*Goal:* Please repeat the following data line for line, without changing anything.

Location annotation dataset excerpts
══════
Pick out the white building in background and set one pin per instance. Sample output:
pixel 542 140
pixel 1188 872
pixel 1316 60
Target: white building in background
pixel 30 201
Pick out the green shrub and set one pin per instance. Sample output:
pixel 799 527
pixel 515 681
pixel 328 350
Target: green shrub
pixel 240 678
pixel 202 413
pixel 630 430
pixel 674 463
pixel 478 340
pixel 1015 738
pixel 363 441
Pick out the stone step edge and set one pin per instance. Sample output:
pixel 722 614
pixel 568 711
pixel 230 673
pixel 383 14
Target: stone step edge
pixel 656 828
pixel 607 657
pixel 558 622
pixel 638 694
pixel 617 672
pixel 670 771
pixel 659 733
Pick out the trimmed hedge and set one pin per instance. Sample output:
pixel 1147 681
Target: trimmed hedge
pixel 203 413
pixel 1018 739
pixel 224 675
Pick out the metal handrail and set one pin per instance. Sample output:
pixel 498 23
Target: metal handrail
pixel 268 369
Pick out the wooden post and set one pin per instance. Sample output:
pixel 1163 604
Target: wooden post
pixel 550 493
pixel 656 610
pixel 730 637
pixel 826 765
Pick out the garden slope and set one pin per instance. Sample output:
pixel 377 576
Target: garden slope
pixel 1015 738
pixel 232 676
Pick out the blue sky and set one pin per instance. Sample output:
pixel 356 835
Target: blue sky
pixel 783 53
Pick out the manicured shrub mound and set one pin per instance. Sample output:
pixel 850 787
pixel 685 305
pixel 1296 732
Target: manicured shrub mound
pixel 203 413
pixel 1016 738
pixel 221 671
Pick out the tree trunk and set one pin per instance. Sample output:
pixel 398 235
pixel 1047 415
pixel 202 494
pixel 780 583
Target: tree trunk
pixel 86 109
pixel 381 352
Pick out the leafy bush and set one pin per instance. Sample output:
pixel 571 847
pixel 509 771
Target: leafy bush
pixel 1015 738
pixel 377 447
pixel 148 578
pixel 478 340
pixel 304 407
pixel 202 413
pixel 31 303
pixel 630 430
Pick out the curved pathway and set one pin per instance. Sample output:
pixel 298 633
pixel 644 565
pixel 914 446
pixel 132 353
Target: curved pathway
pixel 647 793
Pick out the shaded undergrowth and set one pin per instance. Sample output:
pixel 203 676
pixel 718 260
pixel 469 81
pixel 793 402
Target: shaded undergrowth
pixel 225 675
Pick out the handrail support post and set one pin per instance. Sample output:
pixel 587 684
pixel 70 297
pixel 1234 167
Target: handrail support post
══════
*Response to the exercise:*
Pick out the white building in background and set one pin per instance. Sample output:
pixel 542 140
pixel 1188 872
pixel 1316 60
Target: white building in background
pixel 30 201
Pick out the green shrub and set one pin per instance. Sample output:
pixel 799 527
pixel 515 681
pixel 328 350
Target: green shrub
pixel 240 678
pixel 202 413
pixel 630 430
pixel 674 463
pixel 478 340
pixel 1015 738
pixel 363 441
Pick out the stone step edge and set one pin per instance. Sample output:
pixel 722 614
pixel 568 711
pixel 230 673
pixel 383 14
Target: stone step edge
pixel 656 828
pixel 607 657
pixel 558 622
pixel 638 694
pixel 617 672
pixel 670 771
pixel 659 733
Pick out the trimmed hedge and set one pin per instance. Sample output:
pixel 1147 681
Target: trimmed hedge
pixel 203 413
pixel 1018 739
pixel 224 675
Pick out the metal handrail and set one pin per instance. Sample output:
pixel 498 23
Target: metal handrail
pixel 268 369
Pick out the wooden post and set one pin per instance. Sample output:
pixel 1163 604
Target: wooden post
pixel 550 493
pixel 656 610
pixel 730 637
pixel 826 765
Pick out the garden slope and set one pin per instance. Sample output:
pixel 377 576
Target: garden slope
pixel 1015 738
pixel 232 676
Pick out the blue sky and set one pin per instance. Sample output:
pixel 356 835
Target: blue sky
pixel 783 53
Pick out the manicured shrub mound and set one pin per instance. Sample output:
pixel 850 787
pixel 685 305
pixel 1296 732
Target: manicured shrub mound
pixel 203 413
pixel 1016 738
pixel 221 671
Pick out the tree trunk and set one pin per instance. Sample output:
pixel 398 235
pixel 1047 415
pixel 202 494
pixel 780 583
Target: tree trunk
pixel 86 109
pixel 381 352
Pick out the leafy bush and set one pin per instance. Sample output:
pixel 571 847
pixel 509 771
Target: leafy bush
pixel 1015 738
pixel 377 447
pixel 148 578
pixel 478 340
pixel 304 407
pixel 202 413
pixel 31 303
pixel 630 430
Pick out the curved pathway and set one pin per instance. Sample output:
pixel 298 633
pixel 644 565
pixel 914 446
pixel 132 353
Target: curved pathway
pixel 647 793
Pick out the shaded undergrowth and set one pin per instance. Sample output:
pixel 203 676
pixel 718 260
pixel 469 81
pixel 793 402
Target: shaded undergrowth
pixel 225 675
Pick out the handrail support post and set one pin per instance. Sample output:
pixel 587 684
pixel 70 297
pixel 1234 167
Target: handrail support post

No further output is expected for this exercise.